[SELECTED EXTRACT]
Source | www-myhrfuture-com.cdn.ampproject.org | Caroline Styr
Recently, on the Digital HR Leaders podcast, we were fortunate enough to be joined by two fantastic leaders – Arianna Huffington, Global Founder and CEO of Thrive Global and Donna Morris, CHRO at Walmart. David, Arianna and Donna discussed
How the role of the Chief People Officer has changed since the beginning of the pandemic
What the impact of these increased expectations has had on Chief People Officers themselves
The lessons in workforce agility Walmart has learned from hiring over 500,000 associates so far in the crisis and how they will carry these learnings forward
How to adopt the mindset to find opportunity in ambiguity and why it is important that Leaders set the tone
What HR can do in 2021 and beyond, to capture more value for the business
The ‘happy worker–productive worker’ theory dates back nearly a century. It posits that employees high in well-being also perform well, and vice versa.

[ENTRIES SHOWN]
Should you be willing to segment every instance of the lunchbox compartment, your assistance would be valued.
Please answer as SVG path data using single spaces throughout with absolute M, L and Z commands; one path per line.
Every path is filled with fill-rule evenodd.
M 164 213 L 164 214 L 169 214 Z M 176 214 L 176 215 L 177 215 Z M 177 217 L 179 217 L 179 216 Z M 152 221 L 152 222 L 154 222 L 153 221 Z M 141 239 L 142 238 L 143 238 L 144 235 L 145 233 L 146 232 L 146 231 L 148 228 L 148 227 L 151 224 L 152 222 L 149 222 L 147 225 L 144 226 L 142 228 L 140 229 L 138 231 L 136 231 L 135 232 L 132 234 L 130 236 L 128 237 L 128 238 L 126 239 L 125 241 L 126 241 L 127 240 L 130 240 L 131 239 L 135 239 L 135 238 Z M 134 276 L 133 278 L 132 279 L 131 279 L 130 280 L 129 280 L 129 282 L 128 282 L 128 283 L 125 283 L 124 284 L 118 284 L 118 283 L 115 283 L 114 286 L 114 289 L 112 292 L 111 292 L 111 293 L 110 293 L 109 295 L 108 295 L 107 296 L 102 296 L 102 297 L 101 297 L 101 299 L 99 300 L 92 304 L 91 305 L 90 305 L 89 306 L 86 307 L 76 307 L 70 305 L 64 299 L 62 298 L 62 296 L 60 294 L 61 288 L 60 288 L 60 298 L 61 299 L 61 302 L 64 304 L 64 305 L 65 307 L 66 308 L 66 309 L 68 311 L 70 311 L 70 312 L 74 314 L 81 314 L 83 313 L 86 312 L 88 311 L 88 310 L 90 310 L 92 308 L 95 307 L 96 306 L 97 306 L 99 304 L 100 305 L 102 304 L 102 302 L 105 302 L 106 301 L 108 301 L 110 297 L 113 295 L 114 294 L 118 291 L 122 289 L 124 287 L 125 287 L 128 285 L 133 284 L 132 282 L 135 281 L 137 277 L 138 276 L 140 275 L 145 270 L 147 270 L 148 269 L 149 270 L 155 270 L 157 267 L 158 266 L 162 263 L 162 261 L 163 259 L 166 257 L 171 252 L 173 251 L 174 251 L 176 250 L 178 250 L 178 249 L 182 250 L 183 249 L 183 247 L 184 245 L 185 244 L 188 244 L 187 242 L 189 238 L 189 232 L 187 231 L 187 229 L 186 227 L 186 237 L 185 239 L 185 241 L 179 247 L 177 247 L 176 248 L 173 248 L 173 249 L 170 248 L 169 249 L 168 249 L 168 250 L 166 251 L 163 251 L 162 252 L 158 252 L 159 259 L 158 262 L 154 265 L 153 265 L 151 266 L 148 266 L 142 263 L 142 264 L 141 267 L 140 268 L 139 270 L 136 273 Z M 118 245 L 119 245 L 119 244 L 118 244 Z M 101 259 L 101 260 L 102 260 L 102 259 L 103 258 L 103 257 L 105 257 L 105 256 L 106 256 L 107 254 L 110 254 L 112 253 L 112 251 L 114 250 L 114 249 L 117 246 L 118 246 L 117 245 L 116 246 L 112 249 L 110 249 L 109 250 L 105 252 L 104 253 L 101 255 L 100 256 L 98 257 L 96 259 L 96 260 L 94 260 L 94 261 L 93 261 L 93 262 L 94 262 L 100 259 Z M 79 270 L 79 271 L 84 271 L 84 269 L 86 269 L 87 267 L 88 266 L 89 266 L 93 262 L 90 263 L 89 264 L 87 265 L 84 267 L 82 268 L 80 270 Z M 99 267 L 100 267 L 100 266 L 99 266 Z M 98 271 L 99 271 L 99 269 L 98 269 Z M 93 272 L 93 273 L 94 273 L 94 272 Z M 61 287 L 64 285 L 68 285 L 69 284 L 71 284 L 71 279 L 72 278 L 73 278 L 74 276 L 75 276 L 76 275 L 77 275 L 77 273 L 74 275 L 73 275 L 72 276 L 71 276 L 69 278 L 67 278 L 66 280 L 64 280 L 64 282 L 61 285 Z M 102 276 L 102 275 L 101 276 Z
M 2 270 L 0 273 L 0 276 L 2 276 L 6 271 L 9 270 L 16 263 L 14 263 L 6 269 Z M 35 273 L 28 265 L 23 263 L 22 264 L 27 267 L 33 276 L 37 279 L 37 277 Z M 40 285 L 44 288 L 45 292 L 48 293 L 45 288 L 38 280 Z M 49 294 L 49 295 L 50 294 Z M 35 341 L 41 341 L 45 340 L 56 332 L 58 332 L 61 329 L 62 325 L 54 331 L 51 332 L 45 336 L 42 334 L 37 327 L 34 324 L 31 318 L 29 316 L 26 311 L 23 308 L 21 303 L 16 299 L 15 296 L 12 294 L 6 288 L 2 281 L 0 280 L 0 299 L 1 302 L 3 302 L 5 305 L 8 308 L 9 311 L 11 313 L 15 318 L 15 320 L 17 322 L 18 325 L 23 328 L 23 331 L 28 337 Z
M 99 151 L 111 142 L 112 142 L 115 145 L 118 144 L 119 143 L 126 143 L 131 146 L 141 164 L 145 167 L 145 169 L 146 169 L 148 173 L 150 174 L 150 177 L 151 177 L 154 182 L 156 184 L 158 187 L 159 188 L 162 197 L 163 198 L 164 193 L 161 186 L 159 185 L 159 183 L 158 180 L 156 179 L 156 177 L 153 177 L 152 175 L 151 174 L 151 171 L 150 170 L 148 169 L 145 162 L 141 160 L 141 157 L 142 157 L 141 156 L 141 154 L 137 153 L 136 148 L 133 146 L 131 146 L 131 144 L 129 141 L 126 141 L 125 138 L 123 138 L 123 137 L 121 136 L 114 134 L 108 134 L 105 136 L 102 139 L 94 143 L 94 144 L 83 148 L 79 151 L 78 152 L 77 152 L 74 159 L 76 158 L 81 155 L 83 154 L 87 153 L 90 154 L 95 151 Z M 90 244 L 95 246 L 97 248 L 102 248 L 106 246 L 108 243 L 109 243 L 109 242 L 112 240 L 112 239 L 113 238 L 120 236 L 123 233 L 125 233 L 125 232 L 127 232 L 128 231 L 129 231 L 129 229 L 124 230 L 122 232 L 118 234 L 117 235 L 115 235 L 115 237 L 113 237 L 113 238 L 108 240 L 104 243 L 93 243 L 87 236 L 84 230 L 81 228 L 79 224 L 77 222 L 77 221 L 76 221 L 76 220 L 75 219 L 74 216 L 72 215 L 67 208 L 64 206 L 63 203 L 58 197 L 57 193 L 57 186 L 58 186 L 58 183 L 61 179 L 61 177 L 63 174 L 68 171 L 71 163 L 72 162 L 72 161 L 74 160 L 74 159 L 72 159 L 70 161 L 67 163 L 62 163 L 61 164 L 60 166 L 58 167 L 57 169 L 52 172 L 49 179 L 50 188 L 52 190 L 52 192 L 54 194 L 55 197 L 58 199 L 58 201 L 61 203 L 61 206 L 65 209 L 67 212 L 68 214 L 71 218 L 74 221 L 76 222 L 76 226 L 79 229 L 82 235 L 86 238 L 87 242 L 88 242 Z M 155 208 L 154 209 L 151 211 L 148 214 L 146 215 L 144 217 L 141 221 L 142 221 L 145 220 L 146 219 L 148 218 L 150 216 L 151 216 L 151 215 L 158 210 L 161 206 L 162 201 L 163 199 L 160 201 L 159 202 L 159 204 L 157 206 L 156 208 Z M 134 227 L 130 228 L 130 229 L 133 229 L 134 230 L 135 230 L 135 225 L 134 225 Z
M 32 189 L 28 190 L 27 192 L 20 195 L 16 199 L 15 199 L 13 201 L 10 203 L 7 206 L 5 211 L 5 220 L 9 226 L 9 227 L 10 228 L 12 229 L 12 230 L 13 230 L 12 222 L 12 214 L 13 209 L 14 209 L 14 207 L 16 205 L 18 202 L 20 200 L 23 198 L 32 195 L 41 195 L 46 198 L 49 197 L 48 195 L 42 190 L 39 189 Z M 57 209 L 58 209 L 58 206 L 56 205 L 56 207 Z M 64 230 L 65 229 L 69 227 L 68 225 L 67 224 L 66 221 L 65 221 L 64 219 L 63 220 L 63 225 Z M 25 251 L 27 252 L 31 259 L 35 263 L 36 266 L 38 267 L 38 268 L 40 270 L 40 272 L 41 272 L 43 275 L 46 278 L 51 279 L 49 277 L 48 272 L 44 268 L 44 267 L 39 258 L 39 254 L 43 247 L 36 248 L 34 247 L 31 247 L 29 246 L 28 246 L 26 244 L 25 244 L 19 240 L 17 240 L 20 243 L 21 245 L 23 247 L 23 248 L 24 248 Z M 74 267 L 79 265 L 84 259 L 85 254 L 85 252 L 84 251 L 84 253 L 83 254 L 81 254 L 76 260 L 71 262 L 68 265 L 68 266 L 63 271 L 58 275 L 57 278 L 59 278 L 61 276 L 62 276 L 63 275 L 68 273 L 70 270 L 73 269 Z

[TO DO] Resume the article above about the Digital HR Leaders podcast episode with Arianna Huffington and Donna Morris, starting after its final sentence.

[TASK RESULT]
At Walmart, the ‘happy worker-productive worker’ theory seems to be working. “I can tell you the retention rate of talent across Walmart is right now, extremely strong. Why? Because people know we care. They know that it is not just what they are doing, it is how they are doing it. And they know that the organisation is focused on the associate experience. I believe that one of the biggest, I will call it returns on investment, is reinforcing the importance of people to your organisation,” says Donna.
The business case for employee wellbeing is clear, with prolific research demonstrating the correlation between wellbeing and performance. One meta-analysis demonstrated not only the correlation between the two, but that it does not matter which level you provide employees with resources to address wellbeing – the individual level, group level, leader level or organisational level. In other words, whatever organisations can do to address employee wellbeing, they should do.